WHAT YOU SHOULD DO: Pull out every line of the rows below that contains the word "seal" and copy each one unchanged.

### SOURCE RECORDS ###

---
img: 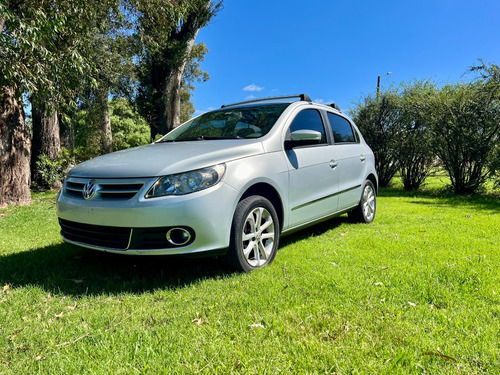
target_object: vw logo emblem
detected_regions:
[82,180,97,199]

###
### SOURCE RECORDS ###

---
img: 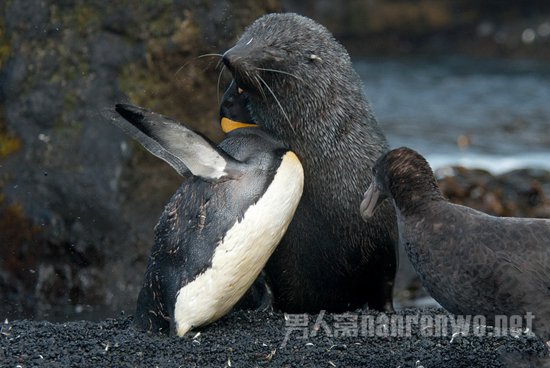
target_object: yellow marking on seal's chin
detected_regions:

###
### SOURCE RECORDS ###

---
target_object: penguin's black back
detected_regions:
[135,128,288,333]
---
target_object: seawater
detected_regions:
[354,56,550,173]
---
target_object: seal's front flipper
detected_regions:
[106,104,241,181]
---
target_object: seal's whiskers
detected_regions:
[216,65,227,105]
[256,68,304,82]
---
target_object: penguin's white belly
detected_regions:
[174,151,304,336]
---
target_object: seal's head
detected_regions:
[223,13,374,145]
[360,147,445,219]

###

COMPLETE OUTPUT:
target_object: yellow marking on seal's chin
target_object: seal's front flipper
target_object: seal's whiskers
target_object: seal's head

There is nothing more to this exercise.